De forma a garantir a sua segurança e a dos seus colegas durante a performance, um artista de circo precisa de treinar diariamente e garantir uma condição física em tudo semelhante à de um atleta de alta competição. E tal como acontece com todos os atletas de alta competição, as lesões constantes fazem parte do caminho. Existe, portanto, em permanência, um risco físico, e consequentemente psicológico, associado às artes do circo. Aquele que se aventure a dedicar a sua vida profissional a uma área tão exigente como esta, irá certamente optar por fazê-lo ao abrigo de um Estado social que reconheça a sua condição de risco. Caso contrário, é sadismo.

_ _ _ _ _

* Tarefas a fazer
[1] Indique, para cada afirmação, se está de acordo com o texto sobre os artistas de circo, respondendo sim ou não e citando as palavras exatas do texto que o decidem. (a) Um artista de circo precisa de treinar todos os dias. (b) As lesões são raras entre os artistas de circo. (c) O risco associado às artes do circo é apenas físico.
[2] Prossiga o texto sobre os artistas de circo a partir da última frase apresentada.

* Linhas fornecidas
_ _ _ _ _

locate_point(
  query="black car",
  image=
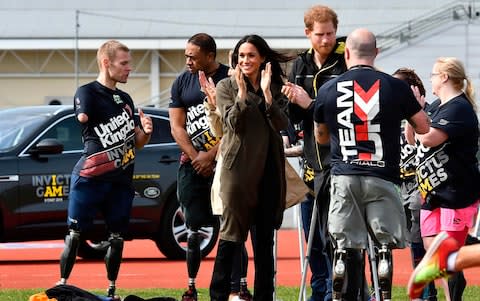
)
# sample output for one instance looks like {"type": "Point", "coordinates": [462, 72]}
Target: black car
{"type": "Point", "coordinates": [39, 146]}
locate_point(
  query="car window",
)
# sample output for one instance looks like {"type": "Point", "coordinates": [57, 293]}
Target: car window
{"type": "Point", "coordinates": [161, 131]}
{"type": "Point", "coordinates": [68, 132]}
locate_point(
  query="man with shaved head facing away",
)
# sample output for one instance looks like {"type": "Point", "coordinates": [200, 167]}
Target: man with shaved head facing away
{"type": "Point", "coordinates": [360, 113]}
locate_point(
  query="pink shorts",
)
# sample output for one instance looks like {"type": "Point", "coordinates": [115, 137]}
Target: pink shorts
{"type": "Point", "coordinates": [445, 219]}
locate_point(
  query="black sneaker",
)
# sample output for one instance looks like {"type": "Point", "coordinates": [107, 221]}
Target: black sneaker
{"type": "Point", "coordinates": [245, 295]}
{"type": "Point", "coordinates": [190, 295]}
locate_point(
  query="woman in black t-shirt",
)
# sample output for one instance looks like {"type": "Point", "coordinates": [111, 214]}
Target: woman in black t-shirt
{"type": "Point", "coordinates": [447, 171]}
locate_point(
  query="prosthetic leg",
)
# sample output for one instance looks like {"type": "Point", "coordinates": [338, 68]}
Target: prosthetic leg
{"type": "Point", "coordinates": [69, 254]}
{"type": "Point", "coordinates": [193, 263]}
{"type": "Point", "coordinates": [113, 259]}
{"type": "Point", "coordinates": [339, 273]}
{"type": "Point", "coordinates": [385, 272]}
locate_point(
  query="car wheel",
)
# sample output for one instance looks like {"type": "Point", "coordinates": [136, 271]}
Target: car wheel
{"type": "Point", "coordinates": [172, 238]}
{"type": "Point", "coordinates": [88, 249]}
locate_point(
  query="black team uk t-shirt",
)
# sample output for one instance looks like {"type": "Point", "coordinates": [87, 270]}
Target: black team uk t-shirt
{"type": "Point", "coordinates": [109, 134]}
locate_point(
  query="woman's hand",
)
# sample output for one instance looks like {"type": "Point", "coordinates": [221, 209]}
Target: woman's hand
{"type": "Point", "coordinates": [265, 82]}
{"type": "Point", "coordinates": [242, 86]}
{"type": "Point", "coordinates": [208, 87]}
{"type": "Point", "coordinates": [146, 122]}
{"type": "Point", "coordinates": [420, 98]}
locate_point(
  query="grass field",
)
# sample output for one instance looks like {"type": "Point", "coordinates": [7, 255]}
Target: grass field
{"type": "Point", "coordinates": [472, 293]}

_ _ _ _ _

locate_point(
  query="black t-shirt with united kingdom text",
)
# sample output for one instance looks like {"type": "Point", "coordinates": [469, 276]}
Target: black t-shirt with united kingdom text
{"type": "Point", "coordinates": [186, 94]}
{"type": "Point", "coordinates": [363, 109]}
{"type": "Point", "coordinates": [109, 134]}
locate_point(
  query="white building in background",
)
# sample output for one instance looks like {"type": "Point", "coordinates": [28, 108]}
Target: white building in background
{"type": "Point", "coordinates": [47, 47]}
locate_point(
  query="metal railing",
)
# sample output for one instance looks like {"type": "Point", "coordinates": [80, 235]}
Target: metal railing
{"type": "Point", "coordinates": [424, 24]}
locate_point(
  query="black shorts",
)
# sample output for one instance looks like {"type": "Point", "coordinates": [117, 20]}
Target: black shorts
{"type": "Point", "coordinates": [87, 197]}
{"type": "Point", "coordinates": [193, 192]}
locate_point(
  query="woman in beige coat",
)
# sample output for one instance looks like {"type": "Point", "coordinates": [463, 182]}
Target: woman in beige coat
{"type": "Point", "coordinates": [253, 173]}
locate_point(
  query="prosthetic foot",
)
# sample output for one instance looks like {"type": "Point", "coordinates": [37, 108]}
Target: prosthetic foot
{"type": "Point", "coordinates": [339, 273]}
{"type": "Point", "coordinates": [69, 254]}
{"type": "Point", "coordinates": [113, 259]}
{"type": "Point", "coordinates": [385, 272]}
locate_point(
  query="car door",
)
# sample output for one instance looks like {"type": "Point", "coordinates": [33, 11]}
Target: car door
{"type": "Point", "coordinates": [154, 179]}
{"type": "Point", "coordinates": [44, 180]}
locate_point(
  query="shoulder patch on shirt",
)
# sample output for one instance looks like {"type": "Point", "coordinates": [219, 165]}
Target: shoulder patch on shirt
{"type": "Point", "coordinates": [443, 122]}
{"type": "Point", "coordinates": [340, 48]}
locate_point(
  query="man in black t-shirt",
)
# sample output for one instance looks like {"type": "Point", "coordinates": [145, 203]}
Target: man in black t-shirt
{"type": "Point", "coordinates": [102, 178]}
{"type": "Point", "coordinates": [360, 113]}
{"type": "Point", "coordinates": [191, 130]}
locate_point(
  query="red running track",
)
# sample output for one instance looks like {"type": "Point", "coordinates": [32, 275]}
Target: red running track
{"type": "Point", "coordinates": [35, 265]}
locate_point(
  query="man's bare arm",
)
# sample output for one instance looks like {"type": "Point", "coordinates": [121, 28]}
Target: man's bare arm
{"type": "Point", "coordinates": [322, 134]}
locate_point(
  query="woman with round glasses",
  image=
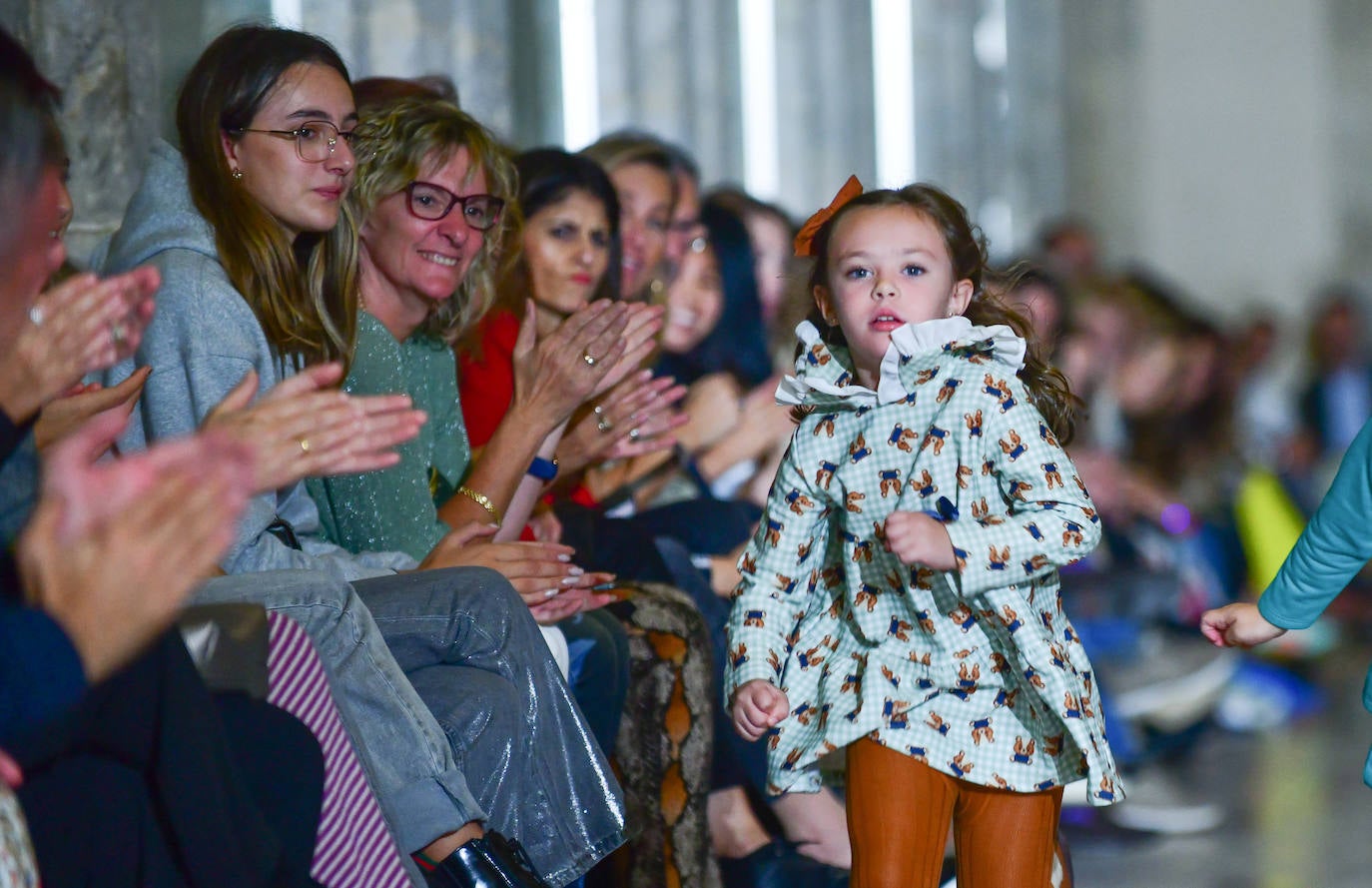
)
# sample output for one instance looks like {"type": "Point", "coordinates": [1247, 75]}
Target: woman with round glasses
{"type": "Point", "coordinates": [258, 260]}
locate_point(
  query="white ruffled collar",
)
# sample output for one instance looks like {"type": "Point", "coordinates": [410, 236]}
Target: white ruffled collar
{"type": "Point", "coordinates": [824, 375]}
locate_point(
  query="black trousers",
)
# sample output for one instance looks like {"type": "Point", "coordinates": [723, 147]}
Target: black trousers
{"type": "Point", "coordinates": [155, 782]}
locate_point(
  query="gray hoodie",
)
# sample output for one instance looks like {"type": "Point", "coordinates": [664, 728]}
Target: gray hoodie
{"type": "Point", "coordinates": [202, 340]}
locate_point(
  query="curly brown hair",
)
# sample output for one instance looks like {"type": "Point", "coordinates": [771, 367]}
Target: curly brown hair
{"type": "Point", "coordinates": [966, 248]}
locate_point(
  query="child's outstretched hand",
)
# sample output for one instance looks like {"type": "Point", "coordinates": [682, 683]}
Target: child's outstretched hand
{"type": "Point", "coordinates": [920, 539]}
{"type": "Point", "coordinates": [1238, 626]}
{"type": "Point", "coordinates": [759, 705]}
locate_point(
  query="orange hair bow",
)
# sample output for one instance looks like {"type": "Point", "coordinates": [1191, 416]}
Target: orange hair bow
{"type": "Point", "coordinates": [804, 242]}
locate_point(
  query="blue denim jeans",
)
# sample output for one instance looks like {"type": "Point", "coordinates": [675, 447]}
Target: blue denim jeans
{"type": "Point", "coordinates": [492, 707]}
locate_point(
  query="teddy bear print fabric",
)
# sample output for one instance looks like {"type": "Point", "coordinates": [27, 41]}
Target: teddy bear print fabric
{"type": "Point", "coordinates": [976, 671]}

_ _ _ _ _

* Respostas às tarefas
[1]
(a) Sim: «um artista de circo precisa de treinar diariamente».
(b) Não: «as lesões constantes fazem parte do caminho».
(c) Não: «um risco físico, e consequentemente psicológico, associado às artes do circo».

[2]
Para fixarmos artistas e desenvolvermos seriamente o circo e as artes de rua, precisamos de estruturar urgentemente e de forma consertada estes quatro aspetos que me parecem basilares: garantir a programação destas disciplinas ao longo de todo o ano; uma formação académica de nível superior; uma rede de equipamentos preparados para a prática regular destas linguagens em segurança; e uma proteção social que reconheça os riscos inerentes a estas disciplinas e o estatuto de desgaste rápido destes profissionais.

O verão está aí. Os festivais também. E enquanto estivermos inebriados pela “ópera dos olhos”, reflitamos com profundidade sobre uma arte que se lança, sem rede, para um mortal encarpado diante dos nossos olhos.